TEXT FOR ANALYSIS:
*** Begin section ***
# Ideas for an Educational Poster



## Bunnykinz (Jul 26, 2011)

I am showing my buns at my county fair and I need to make a educational poster. Last year my poster was on rabbit nutrition, but this year I need a new idea! Please help me come up with a good topic for a poster.


----------



## MiniLopHop (Jul 26, 2011)

How to keep cool in the heat seems timely.


----------



## Bunnykinz (Jul 26, 2011)

Ooooo that's a good one! And maybe add information about how rabbits handle different temperatures including what to do in the winter? :biggrin:


----------



## Violet23 (Jul 26, 2011)

The importance of spaying and neutering your pet bunnies maybe? always important!


----------



## Korr_and_Sophie (Jul 26, 2011)

You could do some breeds. Like take 2 breeds and detail them according to the standard. They can be similar breeds or totally different breeds. It would be best if you could get some help from someone who breeds them if you aren't sure of the specifics of them.

Diseases are good to learn about. You could do one from what the symptoms are and sort of follow a rabbit with this disease through treatment. Even something like teeth problems or sore hocks could be good as they are somewhat common. 

Housing would also be good. You could do pet housing as well as housing the breeders use. Since some breeds may need more special housing, you can include that as well. 

If you are into the breeding side of things, you could do colour comparison of young kits. I know some people have trouble doing the colours of a litter, especially if some colours look similar at birth. Having good photos that show the differences as new borns, 3-4 weeks and maybe 8 weeks would show how they grow. 

Since you are showing, maybe do something on the show process. Like how to enter, what you need to have for the show, the judging process and other things. I would assume that not everyone at the fair really knows what goes on at a rabbit show and it could help clean up some things for them.


----------



## Bunnykinz (Jul 26, 2011)

All good ideas!!! Oh the breeding one is a cute idea, but I don't breed buns.

Or with the different breeds idea I could highlight the standards of the largest rabbit (flemish giant) and the smallest rabbit (netherland dwarf).


----------



## leslie3mcc (Jul 27, 2011)

We are making posters to educate the public too! Some of the ideas we had is to include pictures of bunnies roaming around the house, in the litter box, with other animals, playing with toys, and other stuff to help people realize that bunnies can live in the house and be part of the family! Good luck with your poster


----------



## Bunnykinz (Jul 30, 2011)

Yes, those are good ideas too!


----------



## Bunnykinz (Jul 30, 2011)

Everyone's ideas were great and they all helped a lot! I've picked how to keep rabbits cool in the summer as my topic as it is timely and I can pack a good deal of information into it! Thanks everyone!!
*** End section ***
DATA SUPPLIED:
*** Begin section ***
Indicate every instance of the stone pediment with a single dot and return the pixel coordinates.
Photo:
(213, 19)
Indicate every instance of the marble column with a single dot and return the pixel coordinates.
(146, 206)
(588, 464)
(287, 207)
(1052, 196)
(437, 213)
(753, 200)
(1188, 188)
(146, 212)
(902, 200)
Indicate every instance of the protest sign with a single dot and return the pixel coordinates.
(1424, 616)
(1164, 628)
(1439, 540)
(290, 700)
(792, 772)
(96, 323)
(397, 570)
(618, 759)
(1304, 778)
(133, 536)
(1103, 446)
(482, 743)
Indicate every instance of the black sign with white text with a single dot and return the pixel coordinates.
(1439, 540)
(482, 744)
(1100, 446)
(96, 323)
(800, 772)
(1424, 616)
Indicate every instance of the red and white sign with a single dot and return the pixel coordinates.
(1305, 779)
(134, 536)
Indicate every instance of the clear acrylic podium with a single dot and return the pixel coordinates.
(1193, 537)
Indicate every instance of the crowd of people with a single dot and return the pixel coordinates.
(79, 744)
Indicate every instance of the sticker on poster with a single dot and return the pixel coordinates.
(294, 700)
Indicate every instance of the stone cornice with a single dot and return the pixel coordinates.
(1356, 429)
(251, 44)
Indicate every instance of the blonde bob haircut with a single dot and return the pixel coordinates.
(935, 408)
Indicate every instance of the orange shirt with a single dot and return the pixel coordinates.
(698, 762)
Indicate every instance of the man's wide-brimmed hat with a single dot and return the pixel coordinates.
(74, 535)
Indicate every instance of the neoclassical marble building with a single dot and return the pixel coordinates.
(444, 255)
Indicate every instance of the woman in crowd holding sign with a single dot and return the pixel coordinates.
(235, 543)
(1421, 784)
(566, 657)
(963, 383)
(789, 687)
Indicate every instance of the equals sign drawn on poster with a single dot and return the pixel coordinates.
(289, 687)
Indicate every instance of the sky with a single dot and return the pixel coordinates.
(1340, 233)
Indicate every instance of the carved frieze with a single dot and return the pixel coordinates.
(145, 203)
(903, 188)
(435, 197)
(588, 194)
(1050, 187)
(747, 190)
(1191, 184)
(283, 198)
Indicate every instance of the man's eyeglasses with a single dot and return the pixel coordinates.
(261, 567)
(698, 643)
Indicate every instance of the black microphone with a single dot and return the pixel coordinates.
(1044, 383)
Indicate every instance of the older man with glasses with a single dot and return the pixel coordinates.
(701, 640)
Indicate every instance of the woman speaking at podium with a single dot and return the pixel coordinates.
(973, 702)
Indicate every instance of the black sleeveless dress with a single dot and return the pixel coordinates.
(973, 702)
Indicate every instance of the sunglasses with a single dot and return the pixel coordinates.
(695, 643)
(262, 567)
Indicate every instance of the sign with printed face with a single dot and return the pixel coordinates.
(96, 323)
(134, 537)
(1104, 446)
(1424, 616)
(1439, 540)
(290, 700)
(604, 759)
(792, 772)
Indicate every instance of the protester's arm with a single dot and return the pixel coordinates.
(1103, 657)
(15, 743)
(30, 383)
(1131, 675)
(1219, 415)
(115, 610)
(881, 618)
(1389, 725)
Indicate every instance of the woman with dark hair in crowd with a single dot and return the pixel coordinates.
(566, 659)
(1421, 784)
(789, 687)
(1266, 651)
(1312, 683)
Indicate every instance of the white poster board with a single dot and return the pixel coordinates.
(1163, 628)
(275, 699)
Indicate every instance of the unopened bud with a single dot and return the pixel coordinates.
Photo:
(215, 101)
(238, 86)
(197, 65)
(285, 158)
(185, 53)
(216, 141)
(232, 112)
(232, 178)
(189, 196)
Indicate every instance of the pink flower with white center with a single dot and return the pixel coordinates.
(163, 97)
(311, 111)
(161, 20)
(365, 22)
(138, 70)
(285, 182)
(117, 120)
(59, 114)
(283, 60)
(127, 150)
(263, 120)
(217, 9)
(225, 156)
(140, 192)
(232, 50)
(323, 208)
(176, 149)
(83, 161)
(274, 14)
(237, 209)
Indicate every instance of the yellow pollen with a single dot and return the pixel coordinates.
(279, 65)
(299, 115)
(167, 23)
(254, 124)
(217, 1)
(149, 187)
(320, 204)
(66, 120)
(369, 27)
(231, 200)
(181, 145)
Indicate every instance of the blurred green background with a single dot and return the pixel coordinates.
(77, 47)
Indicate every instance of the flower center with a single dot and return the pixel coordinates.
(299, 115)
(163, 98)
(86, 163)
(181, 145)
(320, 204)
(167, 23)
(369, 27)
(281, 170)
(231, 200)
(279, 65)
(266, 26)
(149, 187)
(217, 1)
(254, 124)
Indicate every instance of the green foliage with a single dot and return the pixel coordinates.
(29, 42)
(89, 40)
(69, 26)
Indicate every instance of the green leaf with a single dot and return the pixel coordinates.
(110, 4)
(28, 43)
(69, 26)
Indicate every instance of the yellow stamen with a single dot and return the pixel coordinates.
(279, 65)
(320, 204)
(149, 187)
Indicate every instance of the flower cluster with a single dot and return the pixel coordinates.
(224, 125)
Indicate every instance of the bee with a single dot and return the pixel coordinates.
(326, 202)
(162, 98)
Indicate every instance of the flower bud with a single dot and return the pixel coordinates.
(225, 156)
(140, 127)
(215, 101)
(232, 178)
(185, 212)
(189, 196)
*** End section ***
ASSIGNMENT:
Could you copy the forum thread about poster ideas word for word, from "## Violet23 (Jul" up to and including "specifics of them."?

RESPONSE TO THE EXERCISE:
## Violet23 (Jul 26, 2011)

The importance of spaying and neutering your pet bunnies maybe? always important!


----------



## Korr_and_Sophie (Jul 26, 2011)

You could do some breeds. Like take 2 breeds and detail them according to the standard. They can be similar breeds or totally different breeds. It would be best if you could get some help from someone who breeds them if you aren't sure of the specifics of them.